Raimund Jennert: Brandenburg ist in diesem Jahr stark wasserbetont. Dazu passt: Die Naturfreunde Deutschland werden die Havel als „Flusslandschaft des Jahres“ auszeichnen. Um unser Jahresthema – Faszination Wasser – ranken sich viele Angebote. Urlaub im Hausboot beispielsweise liegt voll im Trend. Viele Veranstalter verzeichnen schon jetzt, im März, exzellente Buchungszahlen. Kanutouren und Kajaktourismus boomen. Auch die Kulturlandkampagne wird gut angenommen – vor allem von den Berlinern, die zumeist zu Ausflügen in die Mark kommen. Das Kulturlandthema „Gärten und Landschaften“ verbindet das Kultur- mit dem Naturerlebnis optimal.

Tagesausflügler oder Jahresurlauber – welche der beiden Zielgruppen sprechen Sie an?

....................

WAS VERLANGT IST: Gib aus dem Text über Brandenburgs Wassertourismus den Abschnitt wörtlich wieder, der bei „Raimund Jennert: Brandenburg“ beginnt und bei „sprechen Sie an?“ endet.

....................

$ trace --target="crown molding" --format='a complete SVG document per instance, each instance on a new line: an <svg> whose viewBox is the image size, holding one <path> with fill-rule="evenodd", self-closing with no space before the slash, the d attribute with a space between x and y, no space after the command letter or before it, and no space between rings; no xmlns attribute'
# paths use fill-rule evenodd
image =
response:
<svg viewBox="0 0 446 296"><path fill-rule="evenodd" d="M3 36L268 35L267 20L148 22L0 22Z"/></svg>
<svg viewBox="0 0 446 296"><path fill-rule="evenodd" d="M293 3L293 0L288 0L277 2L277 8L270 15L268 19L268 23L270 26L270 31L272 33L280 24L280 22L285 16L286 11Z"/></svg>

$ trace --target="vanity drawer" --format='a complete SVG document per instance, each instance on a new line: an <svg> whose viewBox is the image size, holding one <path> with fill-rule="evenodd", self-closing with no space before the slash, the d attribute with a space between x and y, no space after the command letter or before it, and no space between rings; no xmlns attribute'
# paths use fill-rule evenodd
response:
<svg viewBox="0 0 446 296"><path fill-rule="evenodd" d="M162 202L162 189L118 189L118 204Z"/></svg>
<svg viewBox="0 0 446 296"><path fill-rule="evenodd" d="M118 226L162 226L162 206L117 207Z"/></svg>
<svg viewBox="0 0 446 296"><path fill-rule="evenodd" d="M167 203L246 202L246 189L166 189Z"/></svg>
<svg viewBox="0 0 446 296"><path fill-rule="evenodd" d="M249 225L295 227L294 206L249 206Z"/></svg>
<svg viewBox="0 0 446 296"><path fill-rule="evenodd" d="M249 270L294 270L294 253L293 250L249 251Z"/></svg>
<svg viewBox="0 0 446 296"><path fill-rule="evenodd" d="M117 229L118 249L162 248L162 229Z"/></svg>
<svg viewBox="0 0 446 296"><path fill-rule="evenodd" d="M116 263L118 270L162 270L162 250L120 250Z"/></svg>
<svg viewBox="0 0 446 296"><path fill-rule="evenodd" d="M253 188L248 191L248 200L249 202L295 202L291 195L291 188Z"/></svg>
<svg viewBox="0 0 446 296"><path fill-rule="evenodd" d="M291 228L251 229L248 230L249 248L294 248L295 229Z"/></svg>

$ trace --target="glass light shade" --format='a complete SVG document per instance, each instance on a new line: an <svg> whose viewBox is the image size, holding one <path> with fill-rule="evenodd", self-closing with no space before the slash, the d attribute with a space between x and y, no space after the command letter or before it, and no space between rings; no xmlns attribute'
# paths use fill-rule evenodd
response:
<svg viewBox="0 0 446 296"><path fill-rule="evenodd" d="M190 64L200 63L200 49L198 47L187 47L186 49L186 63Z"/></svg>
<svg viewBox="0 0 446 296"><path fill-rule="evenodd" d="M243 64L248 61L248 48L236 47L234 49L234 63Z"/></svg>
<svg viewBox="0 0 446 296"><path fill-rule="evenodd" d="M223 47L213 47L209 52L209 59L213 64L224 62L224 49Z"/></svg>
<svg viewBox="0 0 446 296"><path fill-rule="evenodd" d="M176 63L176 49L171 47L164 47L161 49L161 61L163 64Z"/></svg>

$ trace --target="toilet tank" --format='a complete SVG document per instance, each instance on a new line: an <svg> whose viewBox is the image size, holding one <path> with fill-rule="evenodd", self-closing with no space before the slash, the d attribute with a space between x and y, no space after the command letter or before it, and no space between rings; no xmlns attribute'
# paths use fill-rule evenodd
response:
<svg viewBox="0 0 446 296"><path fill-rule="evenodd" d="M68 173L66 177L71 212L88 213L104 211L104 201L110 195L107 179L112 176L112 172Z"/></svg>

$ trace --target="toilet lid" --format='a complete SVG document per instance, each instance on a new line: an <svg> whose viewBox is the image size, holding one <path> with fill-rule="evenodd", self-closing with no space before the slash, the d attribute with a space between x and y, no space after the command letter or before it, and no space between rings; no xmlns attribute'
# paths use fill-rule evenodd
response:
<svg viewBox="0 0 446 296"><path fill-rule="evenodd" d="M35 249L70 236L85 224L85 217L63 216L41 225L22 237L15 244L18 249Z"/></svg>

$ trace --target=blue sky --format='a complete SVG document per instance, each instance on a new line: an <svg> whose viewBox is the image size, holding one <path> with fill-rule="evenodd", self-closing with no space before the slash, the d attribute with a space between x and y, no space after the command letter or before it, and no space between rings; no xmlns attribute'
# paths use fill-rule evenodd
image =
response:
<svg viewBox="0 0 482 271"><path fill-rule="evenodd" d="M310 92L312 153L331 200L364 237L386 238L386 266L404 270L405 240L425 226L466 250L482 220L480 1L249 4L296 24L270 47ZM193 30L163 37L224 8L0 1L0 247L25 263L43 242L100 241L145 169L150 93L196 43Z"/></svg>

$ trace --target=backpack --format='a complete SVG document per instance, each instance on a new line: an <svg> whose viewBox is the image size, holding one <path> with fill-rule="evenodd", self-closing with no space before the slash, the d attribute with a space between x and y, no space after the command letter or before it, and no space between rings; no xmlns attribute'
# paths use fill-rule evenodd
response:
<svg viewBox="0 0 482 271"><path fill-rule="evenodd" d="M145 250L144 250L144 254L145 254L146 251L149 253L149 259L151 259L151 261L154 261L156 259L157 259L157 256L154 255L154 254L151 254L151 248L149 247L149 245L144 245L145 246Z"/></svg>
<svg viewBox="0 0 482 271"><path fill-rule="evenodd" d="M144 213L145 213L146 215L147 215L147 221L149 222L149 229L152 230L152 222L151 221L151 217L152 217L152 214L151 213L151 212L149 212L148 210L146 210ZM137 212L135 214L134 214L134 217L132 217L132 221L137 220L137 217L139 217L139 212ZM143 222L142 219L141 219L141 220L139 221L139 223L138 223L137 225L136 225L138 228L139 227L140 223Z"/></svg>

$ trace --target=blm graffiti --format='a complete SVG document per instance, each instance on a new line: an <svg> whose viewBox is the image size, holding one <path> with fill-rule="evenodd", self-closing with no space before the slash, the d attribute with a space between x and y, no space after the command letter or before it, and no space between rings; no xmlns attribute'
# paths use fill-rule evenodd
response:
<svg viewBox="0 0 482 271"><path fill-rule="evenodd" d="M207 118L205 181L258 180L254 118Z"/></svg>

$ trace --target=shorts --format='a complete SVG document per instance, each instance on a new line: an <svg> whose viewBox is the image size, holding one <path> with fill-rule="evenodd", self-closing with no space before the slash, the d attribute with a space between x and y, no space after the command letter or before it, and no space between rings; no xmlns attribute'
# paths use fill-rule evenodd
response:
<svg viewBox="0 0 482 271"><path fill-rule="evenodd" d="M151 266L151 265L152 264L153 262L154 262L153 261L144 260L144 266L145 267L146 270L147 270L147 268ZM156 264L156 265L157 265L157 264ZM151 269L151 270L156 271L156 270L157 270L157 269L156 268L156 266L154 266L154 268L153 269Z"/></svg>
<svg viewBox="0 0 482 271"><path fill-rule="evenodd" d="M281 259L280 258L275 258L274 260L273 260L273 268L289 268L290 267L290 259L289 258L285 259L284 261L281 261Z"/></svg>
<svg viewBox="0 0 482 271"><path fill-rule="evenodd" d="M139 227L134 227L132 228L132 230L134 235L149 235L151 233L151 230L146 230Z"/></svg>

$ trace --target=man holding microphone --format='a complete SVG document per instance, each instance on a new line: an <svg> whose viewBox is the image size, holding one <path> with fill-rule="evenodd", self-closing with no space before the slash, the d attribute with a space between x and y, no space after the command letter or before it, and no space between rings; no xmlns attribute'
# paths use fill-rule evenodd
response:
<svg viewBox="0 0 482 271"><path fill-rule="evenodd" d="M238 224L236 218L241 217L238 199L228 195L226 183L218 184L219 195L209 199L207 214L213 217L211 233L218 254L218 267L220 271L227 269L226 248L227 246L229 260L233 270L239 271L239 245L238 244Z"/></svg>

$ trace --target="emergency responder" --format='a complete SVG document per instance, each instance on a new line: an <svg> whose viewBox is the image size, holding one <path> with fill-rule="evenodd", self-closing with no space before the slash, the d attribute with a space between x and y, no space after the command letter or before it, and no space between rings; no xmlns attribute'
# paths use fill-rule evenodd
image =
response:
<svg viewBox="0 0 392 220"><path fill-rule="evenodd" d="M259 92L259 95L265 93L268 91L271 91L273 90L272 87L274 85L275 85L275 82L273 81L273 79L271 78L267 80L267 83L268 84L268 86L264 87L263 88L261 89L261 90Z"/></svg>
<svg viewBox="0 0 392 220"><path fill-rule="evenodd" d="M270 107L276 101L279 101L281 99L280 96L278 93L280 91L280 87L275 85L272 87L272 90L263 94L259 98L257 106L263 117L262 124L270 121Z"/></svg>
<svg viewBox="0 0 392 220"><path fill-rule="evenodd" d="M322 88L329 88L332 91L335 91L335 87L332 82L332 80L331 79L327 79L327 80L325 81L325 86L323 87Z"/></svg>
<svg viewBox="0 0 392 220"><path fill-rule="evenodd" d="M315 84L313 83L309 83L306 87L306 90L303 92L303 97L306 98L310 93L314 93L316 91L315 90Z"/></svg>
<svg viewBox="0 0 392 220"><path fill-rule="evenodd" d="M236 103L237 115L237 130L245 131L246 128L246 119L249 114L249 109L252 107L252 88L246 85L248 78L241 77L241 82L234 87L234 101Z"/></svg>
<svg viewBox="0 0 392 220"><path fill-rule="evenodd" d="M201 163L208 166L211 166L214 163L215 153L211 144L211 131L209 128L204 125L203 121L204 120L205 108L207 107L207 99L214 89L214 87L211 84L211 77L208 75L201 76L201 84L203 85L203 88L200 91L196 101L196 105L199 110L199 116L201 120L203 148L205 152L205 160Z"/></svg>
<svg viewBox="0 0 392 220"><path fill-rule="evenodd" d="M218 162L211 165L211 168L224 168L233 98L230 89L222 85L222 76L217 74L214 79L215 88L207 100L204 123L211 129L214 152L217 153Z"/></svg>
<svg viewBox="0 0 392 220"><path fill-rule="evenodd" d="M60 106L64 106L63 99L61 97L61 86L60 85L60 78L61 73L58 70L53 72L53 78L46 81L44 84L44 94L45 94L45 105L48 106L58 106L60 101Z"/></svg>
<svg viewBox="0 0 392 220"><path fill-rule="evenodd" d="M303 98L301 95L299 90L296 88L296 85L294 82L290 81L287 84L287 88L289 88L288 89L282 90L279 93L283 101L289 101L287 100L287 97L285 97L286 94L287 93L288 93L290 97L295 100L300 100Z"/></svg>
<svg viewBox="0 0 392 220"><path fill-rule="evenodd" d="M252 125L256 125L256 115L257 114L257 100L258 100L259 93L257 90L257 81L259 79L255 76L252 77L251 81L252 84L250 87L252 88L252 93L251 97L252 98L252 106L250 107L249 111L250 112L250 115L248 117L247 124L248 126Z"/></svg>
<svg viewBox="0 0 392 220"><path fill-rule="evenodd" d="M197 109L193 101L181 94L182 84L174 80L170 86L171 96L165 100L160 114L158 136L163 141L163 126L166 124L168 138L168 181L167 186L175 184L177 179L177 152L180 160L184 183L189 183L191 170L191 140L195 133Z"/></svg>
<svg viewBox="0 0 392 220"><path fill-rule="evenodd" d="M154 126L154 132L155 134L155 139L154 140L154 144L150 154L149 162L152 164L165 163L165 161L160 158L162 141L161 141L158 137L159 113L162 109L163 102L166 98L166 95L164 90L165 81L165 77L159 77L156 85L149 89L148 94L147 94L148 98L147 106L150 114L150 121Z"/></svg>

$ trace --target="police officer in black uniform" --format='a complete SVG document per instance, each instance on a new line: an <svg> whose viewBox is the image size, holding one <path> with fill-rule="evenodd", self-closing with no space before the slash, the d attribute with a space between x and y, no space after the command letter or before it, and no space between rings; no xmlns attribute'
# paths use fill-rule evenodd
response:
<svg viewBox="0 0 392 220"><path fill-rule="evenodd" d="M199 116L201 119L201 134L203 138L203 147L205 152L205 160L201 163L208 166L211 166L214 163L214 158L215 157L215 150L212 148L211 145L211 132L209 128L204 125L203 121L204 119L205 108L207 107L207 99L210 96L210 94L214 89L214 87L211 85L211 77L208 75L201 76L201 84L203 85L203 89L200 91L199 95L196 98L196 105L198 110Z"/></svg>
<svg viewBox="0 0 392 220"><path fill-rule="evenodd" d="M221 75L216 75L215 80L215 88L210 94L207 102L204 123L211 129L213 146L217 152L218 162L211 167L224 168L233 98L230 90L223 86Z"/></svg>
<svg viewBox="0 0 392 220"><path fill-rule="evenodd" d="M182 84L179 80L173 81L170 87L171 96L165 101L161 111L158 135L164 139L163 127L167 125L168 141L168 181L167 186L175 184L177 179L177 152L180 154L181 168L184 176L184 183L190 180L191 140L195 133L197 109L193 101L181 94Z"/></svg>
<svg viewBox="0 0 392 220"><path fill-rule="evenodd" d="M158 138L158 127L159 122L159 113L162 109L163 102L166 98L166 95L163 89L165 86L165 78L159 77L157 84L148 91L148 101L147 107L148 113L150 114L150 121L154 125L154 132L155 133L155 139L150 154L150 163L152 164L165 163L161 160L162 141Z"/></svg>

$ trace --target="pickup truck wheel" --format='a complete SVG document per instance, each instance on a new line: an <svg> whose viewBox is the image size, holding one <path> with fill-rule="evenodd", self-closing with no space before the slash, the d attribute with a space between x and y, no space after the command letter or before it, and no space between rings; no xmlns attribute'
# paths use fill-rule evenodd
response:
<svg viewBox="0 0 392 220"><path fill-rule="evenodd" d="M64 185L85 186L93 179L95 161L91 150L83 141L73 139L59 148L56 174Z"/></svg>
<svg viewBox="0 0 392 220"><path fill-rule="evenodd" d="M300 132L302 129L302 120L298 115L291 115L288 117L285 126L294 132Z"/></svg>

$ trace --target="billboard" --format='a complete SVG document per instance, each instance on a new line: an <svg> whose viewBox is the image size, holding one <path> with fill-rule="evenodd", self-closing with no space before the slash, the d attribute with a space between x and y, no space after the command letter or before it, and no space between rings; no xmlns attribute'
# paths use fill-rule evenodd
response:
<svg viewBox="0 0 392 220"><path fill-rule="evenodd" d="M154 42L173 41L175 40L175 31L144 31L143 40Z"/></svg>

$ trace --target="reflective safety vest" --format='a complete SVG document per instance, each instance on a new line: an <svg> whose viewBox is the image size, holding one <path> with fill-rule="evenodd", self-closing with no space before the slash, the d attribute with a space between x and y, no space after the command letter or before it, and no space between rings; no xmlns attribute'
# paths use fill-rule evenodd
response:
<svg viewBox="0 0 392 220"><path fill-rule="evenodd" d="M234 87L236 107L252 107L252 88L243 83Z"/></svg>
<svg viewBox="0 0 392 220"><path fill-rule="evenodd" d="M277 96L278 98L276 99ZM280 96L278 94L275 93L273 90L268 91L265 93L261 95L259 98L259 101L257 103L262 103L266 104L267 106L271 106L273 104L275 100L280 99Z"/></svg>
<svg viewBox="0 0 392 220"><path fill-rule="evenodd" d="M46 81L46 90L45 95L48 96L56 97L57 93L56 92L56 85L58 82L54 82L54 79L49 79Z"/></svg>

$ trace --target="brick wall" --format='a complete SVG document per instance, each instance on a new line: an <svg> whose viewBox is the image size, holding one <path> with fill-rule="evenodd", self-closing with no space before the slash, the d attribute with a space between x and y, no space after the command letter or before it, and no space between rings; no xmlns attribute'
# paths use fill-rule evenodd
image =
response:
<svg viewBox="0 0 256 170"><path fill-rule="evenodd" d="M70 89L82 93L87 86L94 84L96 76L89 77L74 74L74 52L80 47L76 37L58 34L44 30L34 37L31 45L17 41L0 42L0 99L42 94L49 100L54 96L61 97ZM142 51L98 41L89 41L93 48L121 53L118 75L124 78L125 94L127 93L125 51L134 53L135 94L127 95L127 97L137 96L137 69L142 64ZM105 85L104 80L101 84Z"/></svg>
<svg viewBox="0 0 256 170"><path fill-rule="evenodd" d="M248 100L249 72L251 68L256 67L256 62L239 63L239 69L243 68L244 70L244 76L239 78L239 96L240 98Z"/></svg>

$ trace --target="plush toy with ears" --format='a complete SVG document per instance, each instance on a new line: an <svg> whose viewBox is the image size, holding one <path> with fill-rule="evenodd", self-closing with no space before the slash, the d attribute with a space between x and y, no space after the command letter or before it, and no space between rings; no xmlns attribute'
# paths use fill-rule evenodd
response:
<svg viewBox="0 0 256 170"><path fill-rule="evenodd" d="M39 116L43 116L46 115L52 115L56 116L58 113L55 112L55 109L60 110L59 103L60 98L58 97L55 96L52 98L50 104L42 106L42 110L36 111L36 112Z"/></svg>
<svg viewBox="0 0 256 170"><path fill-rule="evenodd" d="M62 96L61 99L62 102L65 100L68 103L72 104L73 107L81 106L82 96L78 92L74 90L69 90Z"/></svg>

....................

LÖSUNG ZUR AUFGABE:
Raimund Jennert: Brandenburg ist in diesem Jahr stark wasserbetont. Dazu passt: Die Naturfreunde Deutschland werden die Havel als „Flusslandschaft des Jahres“ auszeichnen. Um unser Jahresthema – Faszination Wasser – ranken sich viele Angebote. Urlaub im Hausboot beispielsweise liegt voll im Trend. Viele Veranstalter verzeichnen schon jetzt, im März, exzellente Buchungszahlen. Kanutouren und Kajaktourismus boomen. Auch die Kulturlandkampagne wird gut angenommen – vor allem von den Berlinern, die zumeist zu Ausflügen in die Mark kommen. Das Kulturlandthema „Gärten und Landschaften“ verbindet das Kultur- mit dem Naturerlebnis optimal.

Tagesausflügler oder Jahresurlauber – welche der beiden Zielgruppen sprechen Sie an?